══ Supplied text ══

Between Sunday, September 14 and Friday, September 19th, the IFP Market marked its 30th anniversary with a new name and a six day celebration filled with tons of valuable industry information and new and exciting film projects.

The newly christened INDEPENDENT FILM WEEK (IFW) is the United States’s biggest and most established film market for developing projects seeking patrons and producers. In addition to changing its name, the IFW also moved from the elegant Puck Building (which housed the CONFERENCE) and Angelika Film Center (where all film presentations and screenings were held), to the centrally located FASHION INSTITUTE OF TECHNOLOGY (FIT).


This year, PROJECT FORUM selected 156 such works seeking funding, production partners or presenters and presented them to the national and international film industry. There were
– 43 scripts looking for a producer and financing
– 37 international projects seeking co-production partners and76 documentaries in various stages of production looking for financial supporters , festival invitations, pre-sales or production partners.

An advantage many documentaries have over any narrative feature is that some material is already available to give a first idea of what the film will be about, the subjects that will be included and the direction the film will take. So each of the 76 selected documentary filmmakers presented a trailer, talked about their project and engaged with the audience in a short q&a within a 30 minute time slot.

With the change of location, the trailer presentations and screenings were no longer held in a regular cinema, but in what are called MICRO CINEMAS, converted lecture rooms equipped with a large high-quality monitor. I personally much preferred this setting to the old one. Each of the three micro cinemas fit around 20 people and the screenings I attended were all full to capacity.. Compared to 20 people sparsely scattered throughout a dark 100 seat cinema, which creates an empty feeling, the micro cinema screenings had lots of energy and offered a personal atmosphere that invited the audience to engage in a dialog with the filmmaker. And as these were all works in progress, showing them on a smaller screen was also much more appropriate for a film that was not yet fully edited, color corrected, or mixed

The following are some of the documentary projects that came to my attention and I thought noteworthy.

BETTIE PAGE REVEALES ALL, is a work-in-progress by award-winning filmmaker Mark Mori about the life and times of pin-up legend Bettie Page. Although her career was short, she was extremely productive between 1952 and 1957 and her image continues to inspire and influence fashion, pop-art, film, and photography to this day.  Most remarkable is that Mori is the first filmmaker to secure the full collaboration of Bettie Page – who no longer allows her image to be photographed, but agreed to allow Mori to interview her at length for his documentary.

═══
══ Provided records ══

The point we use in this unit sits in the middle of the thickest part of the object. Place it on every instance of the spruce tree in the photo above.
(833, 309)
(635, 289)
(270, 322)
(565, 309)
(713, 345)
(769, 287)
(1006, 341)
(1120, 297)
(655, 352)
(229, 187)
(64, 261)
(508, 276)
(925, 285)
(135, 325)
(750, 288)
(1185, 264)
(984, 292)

═══
══ Provided records ══

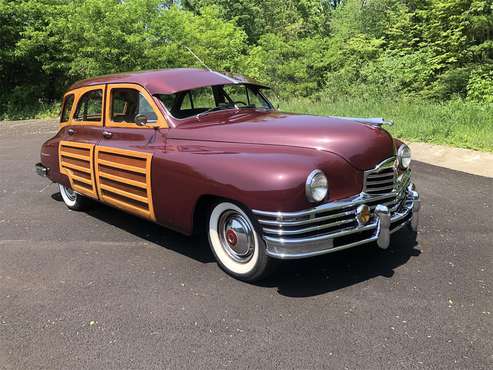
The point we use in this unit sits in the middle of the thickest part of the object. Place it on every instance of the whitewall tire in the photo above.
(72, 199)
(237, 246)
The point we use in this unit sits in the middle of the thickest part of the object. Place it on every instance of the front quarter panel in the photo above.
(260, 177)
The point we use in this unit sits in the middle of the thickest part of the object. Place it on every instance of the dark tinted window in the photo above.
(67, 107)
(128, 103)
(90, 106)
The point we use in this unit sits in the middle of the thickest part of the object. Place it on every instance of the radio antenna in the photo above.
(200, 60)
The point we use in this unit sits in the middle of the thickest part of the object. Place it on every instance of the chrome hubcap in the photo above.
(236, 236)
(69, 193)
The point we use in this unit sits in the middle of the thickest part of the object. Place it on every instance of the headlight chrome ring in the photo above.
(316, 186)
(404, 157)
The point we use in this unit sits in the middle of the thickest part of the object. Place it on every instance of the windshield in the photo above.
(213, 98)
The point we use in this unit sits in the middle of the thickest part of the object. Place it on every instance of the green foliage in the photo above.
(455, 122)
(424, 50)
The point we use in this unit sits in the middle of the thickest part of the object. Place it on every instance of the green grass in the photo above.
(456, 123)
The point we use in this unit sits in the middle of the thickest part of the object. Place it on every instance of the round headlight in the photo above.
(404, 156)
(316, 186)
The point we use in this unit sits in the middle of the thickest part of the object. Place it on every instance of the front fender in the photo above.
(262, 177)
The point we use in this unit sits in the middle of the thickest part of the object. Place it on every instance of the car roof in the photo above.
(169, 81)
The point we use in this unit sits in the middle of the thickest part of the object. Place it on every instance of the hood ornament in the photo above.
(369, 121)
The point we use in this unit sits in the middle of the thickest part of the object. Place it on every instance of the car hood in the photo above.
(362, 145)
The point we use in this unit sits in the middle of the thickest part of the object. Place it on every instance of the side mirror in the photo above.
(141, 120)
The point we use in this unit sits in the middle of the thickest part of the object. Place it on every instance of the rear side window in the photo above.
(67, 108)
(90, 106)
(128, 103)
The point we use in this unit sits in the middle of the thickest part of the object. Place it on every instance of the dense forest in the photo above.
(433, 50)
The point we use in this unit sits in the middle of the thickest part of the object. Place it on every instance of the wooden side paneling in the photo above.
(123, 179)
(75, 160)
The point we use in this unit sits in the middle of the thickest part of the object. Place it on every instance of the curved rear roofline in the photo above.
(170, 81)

═══

> **Objective**: Carry on the report on Independent Film Week from the point where it ends. The lines are not needed for anything here.

> **Exercise output**:
At SPOTLIGHT ON DOCUMENTARY, Mori presented a 20 minute assembly of contemporary interviews and audio recordings, exceptional archival material and plenty of Bettie Page photographs, offering a glimpse at what the final film will look like. Besides being the portrait of an exceptionally progressive cultural icon, the documentary will also discuss the importance of her work in the context of the socio-political climate of the 50’s.

During IFW Mori was looking for national as well as international patrons , pre-sales and co-production partners. When asked about his experience at the market, Mori responded: “The market opened exciting, new opportunities for finishing funds and distribution for me. I was very gratified by the response to my film. One distributor told me it was her favorite project in the market and a financier/producer said I had the best marketing of any project he saw there.” In the days prior to his film presentation, Mori had been wearing a Bettie Page T-shirt featuring art work from his film, which clearly helped to raise awareness of his film.

Filmmaker David Van Taylor presented his latest feature length documentary ADVISE AND DISSENT. With unique access to Senators Specter and Leahy, chairmen and ranking members of the Senate’s Judiciary committee, Van Taylor captured the past three Supreme Court nomination processes of Chief Justice John G. Roberts, as well as Associate Justices Harriet E. Miers and Samuel A. Alito. Besides offering behind-the-scenes insight into the workings of Washington, the film also draws attention to the current state of democracy, exemplified in the present and possible future tendencies of the Supreme Court.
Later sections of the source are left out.